FRAGMENTO PARA LEER:
Salvador de Bahía es otro ritmo

La ciudad más negra de Brasil, declarada Patrimonio de la Humanidad, emana el misticismo que heredó de sus antepasados, llegados de la Costa de los Esclavos. Cada día reivindica con más fuerza sus profundas raíces africanas en una explosión de vida, descaro y situaciones insólitas. Salvador de Bahía es otro ritmo.

Salvador de Bahía
Salvador de Bahía

Por favor, intermedio. Un minuto para asimilar el exceso de Salvador de Bahía, el misticismo de Bahía de Todos los Santos, la explosión de Bahía de Todos los Ritmos. Al Café de la Paz no se entra por ninguna puerta ni hay mesas aguardando el cansancio del viajero. El Café de la Paz es un carrito atronador, que avanza por la Plaza da Sé lanzando samba por sus altavoces, ofreciendo cafecinhos en vasitos de plástico y cigarrillos por unidad. Bahía, el corazón negro de Brasil, no se entiende con una guía de viaje en la mano. A Bahía hay que observarla y palparla con descaro. Los libros levantan acta de iglesias y edificios barrocos, pero olvidan que la auténtica riqueza de la urbe está en sus gentes, en su teatral forma de vida y en lugares como la feria de São Joaquim.

CONJUNTO DE TAREAS:
a: Reescribe el texto sobre Salvador de Bahía: empieza en las palabras "Por favor, intermedio." y termina después de "de São Joaquim.". En ese tramo, sustituye "Café de la Paz" por "Café de la Alegría".
b: Copia sin cambios las líneas de los registros desde el comienzo hasta la línea que contiene "[(915, 475), (750, 510), (1047, 425), (890, 426)]", incluida esta.

DATOS PROPORCIONADOS:
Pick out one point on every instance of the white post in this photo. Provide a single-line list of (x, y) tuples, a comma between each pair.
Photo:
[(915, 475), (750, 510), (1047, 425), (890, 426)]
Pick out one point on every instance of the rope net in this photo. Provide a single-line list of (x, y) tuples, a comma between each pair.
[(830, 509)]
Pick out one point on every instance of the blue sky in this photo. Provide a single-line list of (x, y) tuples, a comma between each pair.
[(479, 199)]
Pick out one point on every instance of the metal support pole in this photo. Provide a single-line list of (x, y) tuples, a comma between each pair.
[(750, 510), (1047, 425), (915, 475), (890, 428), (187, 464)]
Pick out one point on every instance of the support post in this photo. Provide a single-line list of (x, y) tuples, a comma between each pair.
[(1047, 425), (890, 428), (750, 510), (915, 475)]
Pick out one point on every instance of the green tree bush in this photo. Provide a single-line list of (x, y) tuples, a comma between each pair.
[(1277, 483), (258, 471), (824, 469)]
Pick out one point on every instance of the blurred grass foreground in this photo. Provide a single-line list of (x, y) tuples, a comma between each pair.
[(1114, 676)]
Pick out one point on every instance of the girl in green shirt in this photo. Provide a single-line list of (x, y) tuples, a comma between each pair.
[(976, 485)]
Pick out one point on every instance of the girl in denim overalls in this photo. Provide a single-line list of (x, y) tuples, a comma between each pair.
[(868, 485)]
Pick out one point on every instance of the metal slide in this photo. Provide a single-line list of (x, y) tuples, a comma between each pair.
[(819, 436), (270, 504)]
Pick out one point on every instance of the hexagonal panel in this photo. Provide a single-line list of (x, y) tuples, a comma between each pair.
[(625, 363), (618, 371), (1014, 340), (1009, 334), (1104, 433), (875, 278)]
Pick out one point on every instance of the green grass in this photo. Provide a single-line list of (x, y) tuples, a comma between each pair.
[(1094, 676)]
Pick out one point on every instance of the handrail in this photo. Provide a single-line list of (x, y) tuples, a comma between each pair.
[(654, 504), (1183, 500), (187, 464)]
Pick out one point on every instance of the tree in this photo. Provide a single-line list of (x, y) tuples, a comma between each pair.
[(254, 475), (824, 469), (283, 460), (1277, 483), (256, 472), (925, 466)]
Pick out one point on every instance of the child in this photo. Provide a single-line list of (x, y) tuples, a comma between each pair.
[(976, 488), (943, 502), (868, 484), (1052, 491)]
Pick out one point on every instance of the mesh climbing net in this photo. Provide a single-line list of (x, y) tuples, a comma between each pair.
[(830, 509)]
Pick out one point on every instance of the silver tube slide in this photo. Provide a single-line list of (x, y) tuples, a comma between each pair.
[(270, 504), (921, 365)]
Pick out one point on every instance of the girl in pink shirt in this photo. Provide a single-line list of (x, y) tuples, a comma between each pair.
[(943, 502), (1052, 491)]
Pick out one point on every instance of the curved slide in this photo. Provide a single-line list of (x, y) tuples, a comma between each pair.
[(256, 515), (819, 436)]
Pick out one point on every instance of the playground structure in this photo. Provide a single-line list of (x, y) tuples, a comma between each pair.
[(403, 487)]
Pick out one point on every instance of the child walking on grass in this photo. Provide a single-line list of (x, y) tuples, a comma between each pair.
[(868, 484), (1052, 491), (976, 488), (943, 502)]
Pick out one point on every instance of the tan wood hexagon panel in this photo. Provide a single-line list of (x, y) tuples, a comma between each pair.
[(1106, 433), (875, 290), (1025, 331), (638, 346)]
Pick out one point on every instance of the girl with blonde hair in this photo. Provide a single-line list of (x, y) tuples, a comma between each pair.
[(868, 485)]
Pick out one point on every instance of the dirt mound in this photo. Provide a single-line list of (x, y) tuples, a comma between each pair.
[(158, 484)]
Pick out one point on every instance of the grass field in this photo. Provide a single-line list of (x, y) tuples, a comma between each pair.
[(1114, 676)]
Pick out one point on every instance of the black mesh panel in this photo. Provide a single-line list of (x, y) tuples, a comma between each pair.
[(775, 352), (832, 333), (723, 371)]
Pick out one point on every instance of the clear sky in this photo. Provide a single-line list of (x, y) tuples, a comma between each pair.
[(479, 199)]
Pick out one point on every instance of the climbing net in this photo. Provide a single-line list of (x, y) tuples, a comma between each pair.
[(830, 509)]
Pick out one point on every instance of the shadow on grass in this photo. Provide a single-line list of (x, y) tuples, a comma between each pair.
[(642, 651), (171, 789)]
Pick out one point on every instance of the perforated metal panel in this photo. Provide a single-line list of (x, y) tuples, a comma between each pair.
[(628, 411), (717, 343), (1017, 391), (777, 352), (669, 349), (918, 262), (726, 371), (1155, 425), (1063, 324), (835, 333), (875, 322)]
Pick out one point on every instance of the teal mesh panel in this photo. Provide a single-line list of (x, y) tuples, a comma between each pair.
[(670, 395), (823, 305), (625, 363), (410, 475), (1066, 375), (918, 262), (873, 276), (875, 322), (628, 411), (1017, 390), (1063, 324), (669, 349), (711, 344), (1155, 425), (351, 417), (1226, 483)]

RESULTADOS:
a:
Por favor, intermedio. Un minuto para asimilar el exceso de Salvador de Bahía, el misticismo de Bahía de Todos los Santos, la explosión de Bahía de Todos los Ritmos. Al Café de la Alegría no se entra por ninguna puerta ni hay mesas aguardando el cansancio del viajero. El Café de la Alegría es un carrito atronador, que avanza por la Plaza da Sé lanzando samba por sus altavoces, ofreciendo cafecinhos en vasitos de plástico y cigarrillos por unidad. Bahía, el corazón negro de Brasil, no se entiende con una guía de viaje en la mano. A Bahía hay que observarla y palparla con descaro. Los libros levantan acta de iglesias y edificios barrocos, pero olvidan que la auténtica riqueza de la urbe está en sus gentes, en su teatral forma de vida y en lugares como la feria de São Joaquim.

b:
Pick out one point on every instance of the white post in this photo. Provide a single-line list of (x, y) tuples, a comma between each pair.
Photo:
[(915, 475), (750, 510), (1047, 425), (890, 426)]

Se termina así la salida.